Extracted data entries:
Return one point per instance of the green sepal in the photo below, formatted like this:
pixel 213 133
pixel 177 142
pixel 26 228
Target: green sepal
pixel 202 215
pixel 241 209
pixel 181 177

_Assigned task_
Restate every entry above word for word.

_Response to this task_
Return one point per instance of the green sepal in the photo below, formatted like this:
pixel 213 133
pixel 177 142
pixel 26 228
Target: green sepal
pixel 202 215
pixel 241 209
pixel 181 177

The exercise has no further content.